WORK INSTRUCTIONS -
**A.** According to the text on hydrocortisone and neonatal hyperoxic lung injury, what share of infants with moderate to severe BPD progress to develop pulmonary hypertension?
**B.** Proceed with the text on hydrocortisone and neonatal hyperoxic lung injury, picking up after its final sentence.

QUOTED PASSAGE -

----------------

Exposure of neonatal mice to hyperoxia results in pulmonary vascular remodeling and aberrant phosphodiesterase type 5 (PDE5) signaling. Although glucocorticoids are frequently utilized in the NICU, little is known about their effects on the developing pulmonary vasculature and on PDE5. We sought to determine the effects of hydrocortisone (HC) on pulmonary vascular development and on PDE5 in a neonatal mouse model of hyperoxic lung injury.
C57BL/6 mice were placed in 21% O2 or 75% O2 within 24 h of birth and received HC (1, 5, or 10 mg/kg subcutaneously every other day) or vehicle. At 14 d, right ventricular hypertrophy (RVH), medial wall thickness (MWT), lung morphometry, and pulmonary artery (PA) PDE5 activity were assessed. PDE5 activity was measured in isolated pulmonary artery smooth muscle cells exposed to 21 or 95% O2 ± 100 nmol/l HC for 24 h.
Hyperoxia resulted in alveolar simplification, RVH, increased MWT, and increased PA PDE5 activity. HC decreased hyperoxia-induced RVH and attenuated MWT. HC had dose-dependent effects on alveolar simplification. HC decreased hyperoxia-induced PDE5 activity both in vivo and in vitro.
HC decreases hyperoxia-induced pulmonary vascular remodeling and attenuates PDE5 activity. These findings suggest that HC may protect against hyperoxic injury in the developing pulmonary vasculature.
Bronchopulmonary dysplasia (BPD) remains one of the most common complications of prematurity. Despite advances in neonatal care and increased survival of infants born extremely premature, the incidence of BPD has remained relatively unchanged (1). Anywhere from 22 to 68% of infants born prematurely will go on to develop BPD, increasing mortality, morbidity, and health care costs (1,2,3). One well-known complication of BPD is the development of pulmonary hypertension (PH). Of those infants with moderate to severe BPD, up to 25%, will progress to develop PH (4,5,6,7). The outcomes for infants with BPD-associated PH are significantly worse when compared with infants with BPD alone (6,8). BPD infants with PH are at risk for development of further cardiovascular complications, including right ventricular hypertrophy (RVH) and right heart failure. The best treatment options for BPD-associated PH remain unknown.
In order to study the pulmonary and vascular processes underlying BPD, we utilized the murine model of hyperoxic lung injury. The murine lung at the time of birth is histologically similar to the lung of a premature human infant born at 24–28 wk of gestation (9). We have previously reported that 2-wk exposure of neonatal mice to hyperoxia results in pathological changes similar to anomalies seen in human infants with BPD and BPD-associated PH (10), including development of RVH, remodeling of small pulmonary arteries, and alveolar simplification (10,11,12). An additional finding in the murine model of hyperoxic lung injury is increased activation of phosphodiesterase type 5 (PDE5) in the small pulmonary arteries (10). PDE5 is the major phosphodiesterase isoform in lung vasculature that catalyzes the conversion of cyclic guanosine monophosphate to its inactive form guanosine 59-monophosphate (GMP), ultimately resulting in vasoconstriction. Although sildenafil, a PDE5 inhibitor, is sometimes used in the treatment of infants with BPD-associated PH, its use in those patients is not well studied (13,14). Additionally, sildenafil now comes with a black box warning against its use in children, further underscoring the need for additional neonatal PH therapies (15).

----------------

Stored data entries -
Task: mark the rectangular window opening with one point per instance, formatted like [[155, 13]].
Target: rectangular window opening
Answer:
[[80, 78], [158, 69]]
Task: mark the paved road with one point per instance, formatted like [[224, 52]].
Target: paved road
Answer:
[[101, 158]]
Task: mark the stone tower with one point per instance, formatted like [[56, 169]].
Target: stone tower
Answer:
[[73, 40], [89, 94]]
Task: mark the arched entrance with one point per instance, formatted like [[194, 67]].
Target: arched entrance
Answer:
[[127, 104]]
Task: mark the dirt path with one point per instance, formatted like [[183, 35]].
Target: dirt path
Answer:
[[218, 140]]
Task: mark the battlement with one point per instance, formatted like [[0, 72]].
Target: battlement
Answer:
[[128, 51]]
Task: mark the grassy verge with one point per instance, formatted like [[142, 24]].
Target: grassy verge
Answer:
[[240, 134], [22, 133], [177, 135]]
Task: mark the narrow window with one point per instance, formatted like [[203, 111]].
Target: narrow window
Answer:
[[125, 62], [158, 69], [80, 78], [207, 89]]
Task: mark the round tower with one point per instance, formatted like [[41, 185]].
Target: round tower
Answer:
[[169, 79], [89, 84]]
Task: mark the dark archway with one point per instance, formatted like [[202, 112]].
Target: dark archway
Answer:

----------------

ANSWERS TO THIS EXERCISE -
**A.** Up to 25%.

**B.**
Glucocorticoids have been historically used in neonatal care for the treatment of pressor-resistant hypotension and adrenal insufficiency, as well as for BPD treatment and prophylaxis. Although these medications continue to be used with some frequency in the NICU (16), their effects on neonatal pulmonary vasculature remain largely unknown. Glucocorticoids have been reported to attenuate PH in meconium aspiration syndrome, a disease with a strong inflammatory component (17,18). Prenatal glucocorticoids have been found to improve postnatal transition in lambs with persistent pulmonary hypertension of the newborn (19). Our lab has previously demonstrated that postnatal hydrocortisone (HC) improves oxygenation, attenuates oxidative stress, and decreases hyperoxia-induced PDE5 activation in a sheep model of persistent pulmonary hypertension of the newborn (20). In addition, HC treatment of isolated pulmonary artery smooth muscle cells (PASMC) attenuated PDE5 activity induced by 24-h hyperoxia exposure (21). In the current study, we set out to determine the effects of HC on pulmonary vasculature, lung architecture, and vascular PDE5 activity in a mouse model of hyperoxic lung injury, which more closely approximates the preterm pulmonary vasculature.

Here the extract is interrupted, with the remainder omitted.